=== SUPPLIED RECORDS ===
——

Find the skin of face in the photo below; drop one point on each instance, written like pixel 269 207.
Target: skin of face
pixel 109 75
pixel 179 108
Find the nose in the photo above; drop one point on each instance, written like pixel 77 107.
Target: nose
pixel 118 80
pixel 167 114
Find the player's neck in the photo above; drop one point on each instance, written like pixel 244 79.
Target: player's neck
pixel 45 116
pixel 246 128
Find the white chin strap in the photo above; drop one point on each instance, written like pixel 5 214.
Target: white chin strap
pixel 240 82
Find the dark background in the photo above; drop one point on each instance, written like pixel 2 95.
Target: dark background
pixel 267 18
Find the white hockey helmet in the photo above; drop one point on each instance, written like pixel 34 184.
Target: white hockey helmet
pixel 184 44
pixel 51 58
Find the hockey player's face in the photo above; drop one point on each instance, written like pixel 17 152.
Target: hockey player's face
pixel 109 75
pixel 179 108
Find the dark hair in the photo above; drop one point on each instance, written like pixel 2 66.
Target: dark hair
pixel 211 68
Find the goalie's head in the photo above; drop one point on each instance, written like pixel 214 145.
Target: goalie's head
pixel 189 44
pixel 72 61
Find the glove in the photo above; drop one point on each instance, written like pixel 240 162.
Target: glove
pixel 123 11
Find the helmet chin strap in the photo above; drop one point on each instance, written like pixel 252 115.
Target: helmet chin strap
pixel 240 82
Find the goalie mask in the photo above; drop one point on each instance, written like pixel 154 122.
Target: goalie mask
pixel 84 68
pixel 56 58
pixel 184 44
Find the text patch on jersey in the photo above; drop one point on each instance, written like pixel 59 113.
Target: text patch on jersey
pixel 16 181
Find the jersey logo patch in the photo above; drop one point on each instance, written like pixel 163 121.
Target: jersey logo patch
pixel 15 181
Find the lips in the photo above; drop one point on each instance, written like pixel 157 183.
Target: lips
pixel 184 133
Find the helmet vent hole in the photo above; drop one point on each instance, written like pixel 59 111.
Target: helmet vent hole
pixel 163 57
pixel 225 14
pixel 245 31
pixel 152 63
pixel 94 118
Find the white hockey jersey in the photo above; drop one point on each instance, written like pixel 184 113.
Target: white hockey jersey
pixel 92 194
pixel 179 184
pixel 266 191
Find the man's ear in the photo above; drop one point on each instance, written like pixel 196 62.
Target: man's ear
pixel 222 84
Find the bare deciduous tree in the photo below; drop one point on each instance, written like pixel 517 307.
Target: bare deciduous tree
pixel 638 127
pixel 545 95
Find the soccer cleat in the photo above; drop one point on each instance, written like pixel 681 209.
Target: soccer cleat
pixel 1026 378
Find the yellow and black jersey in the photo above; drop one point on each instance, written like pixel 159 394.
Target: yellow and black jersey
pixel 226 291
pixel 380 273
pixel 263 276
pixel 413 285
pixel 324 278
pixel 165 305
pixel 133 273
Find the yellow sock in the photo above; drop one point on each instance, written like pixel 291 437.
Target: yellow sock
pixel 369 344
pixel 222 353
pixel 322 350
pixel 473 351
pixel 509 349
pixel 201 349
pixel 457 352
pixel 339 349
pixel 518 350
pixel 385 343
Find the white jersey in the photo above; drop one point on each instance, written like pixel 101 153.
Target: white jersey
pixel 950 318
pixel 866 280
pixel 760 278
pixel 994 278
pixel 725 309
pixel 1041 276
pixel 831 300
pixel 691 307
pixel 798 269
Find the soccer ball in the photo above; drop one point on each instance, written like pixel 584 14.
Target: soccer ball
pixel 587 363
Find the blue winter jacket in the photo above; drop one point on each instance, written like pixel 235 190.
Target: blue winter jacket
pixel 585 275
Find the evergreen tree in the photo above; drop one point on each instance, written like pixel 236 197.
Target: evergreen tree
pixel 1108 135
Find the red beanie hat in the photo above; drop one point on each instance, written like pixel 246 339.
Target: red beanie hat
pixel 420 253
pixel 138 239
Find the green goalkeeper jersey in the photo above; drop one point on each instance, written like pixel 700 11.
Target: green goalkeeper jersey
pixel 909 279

——

=== PROBLEM REQUIREMENTS ===
Please retype the entire listing above word for word, keeping every line in its original order.

=== RESULT FOR THIS EXERCISE ===
Find the skin of face in the photo below; drop one point on each instance, written like pixel 269 207.
Target: skin of face
pixel 109 75
pixel 179 108
Find the nose in the photo above; drop one point on each instance, written like pixel 77 107.
Target: nose
pixel 118 80
pixel 167 114
Find the player's neck in the photo above; drop one point on each instance, written like pixel 244 79.
Target: player's neck
pixel 45 116
pixel 246 128
Find the white chin strap in the photo above; drop one point on each instance, written like pixel 5 214.
Target: white chin strap
pixel 240 82
Find the dark background in the photo above; drop one point on each instance, written like pixel 2 95.
Target: dark background
pixel 267 18
Find the white hockey helmet in the photo above; drop one point on each instance, written like pixel 34 184.
Target: white hockey helmet
pixel 184 44
pixel 51 58
Find the hockey player's face in the photo above; drop one point on each instance, written like pixel 17 152.
Target: hockey player's face
pixel 109 75
pixel 179 108
Find the dark hair in the photo above; drop one point on each instance, written like pixel 2 66.
Target: dark hair
pixel 211 68
Find the goalie's head in the photo above; drop one point on each instance, written like pixel 214 145.
Target: goalie's head
pixel 189 44
pixel 72 61
Find the glove in the photo above; drop one point on each instance, written like pixel 240 162.
Target: glove
pixel 123 11
Find the helmet chin strap in the photo above; drop one point on each instance, written like pixel 252 115.
Target: helmet chin strap
pixel 240 82
Find the goalie mask in the photo above; drop one point on each instance, written like pixel 154 122.
Target: goalie mask
pixel 84 68
pixel 56 58
pixel 184 44
Find the text patch on jersey in the photo above; drop one point on each instance, written like pixel 59 113.
Target: text patch on jersey
pixel 16 181
Find the jersey logo patch in the photo above; drop one point on each instance, written like pixel 163 121.
Target: jersey logo patch
pixel 15 181
Find the lips in the photo above; drop one point on each instance, written like pixel 157 183.
Target: lips
pixel 184 133
Find the helmet vent hole in the photo above; drop one point on each instance, written like pixel 59 111.
Target: helmet vent hole
pixel 163 57
pixel 225 14
pixel 245 31
pixel 152 63
pixel 94 118
Find the white hockey jersey in the photo above; drop one point on each instance, written like pixel 184 113.
Target: white hockey jersey
pixel 92 194
pixel 179 184
pixel 266 191
Find the man's ear in the photo above; drop one point on each instance, written like pixel 196 62.
Target: man's ear
pixel 222 84
Find the bare deciduous tree in the photo below; drop one point on each instance, written like pixel 517 307.
Target: bare deciduous tree
pixel 638 127
pixel 545 95
Find the soccer cleat in the photo above; drop one point on each instance, written like pixel 681 209.
Target: soccer cleat
pixel 1026 378
Find the yellow and black jersey in the photo above; drop one point on each instance, written like pixel 159 394.
Target: yellow and black jersey
pixel 226 291
pixel 380 273
pixel 263 276
pixel 413 285
pixel 324 278
pixel 165 305
pixel 133 273
Find the yellow sock in the photo above; drop one point on each instance, written like pixel 291 437.
Target: yellow sock
pixel 369 344
pixel 222 353
pixel 322 350
pixel 473 351
pixel 509 349
pixel 201 349
pixel 457 352
pixel 339 349
pixel 518 350
pixel 385 343
Find the white jersey in the photo above; drop one point on each instance, written like pixel 101 153.
Target: white jersey
pixel 950 318
pixel 866 280
pixel 760 278
pixel 994 278
pixel 725 309
pixel 1041 276
pixel 831 300
pixel 691 307
pixel 798 269
Find the soccer ball in the photo above; drop one point on each instance, written like pixel 584 14.
Target: soccer ball
pixel 587 363
Find the blue winter jacket in the photo above; drop one point on each instance, written like pixel 235 190.
Target: blue winter jacket
pixel 585 275
Find the evergreen tree in the photo above; drop one point on each instance, written like pixel 236 197.
Target: evergreen tree
pixel 1108 135
Find the red beanie hat in the photo above; drop one point on each instance, written like pixel 246 339.
Target: red beanie hat
pixel 420 253
pixel 138 239
Find the green goalkeeper jersey in the photo above; drop one point on each instance, written like pixel 700 11.
Target: green goalkeeper jersey
pixel 909 279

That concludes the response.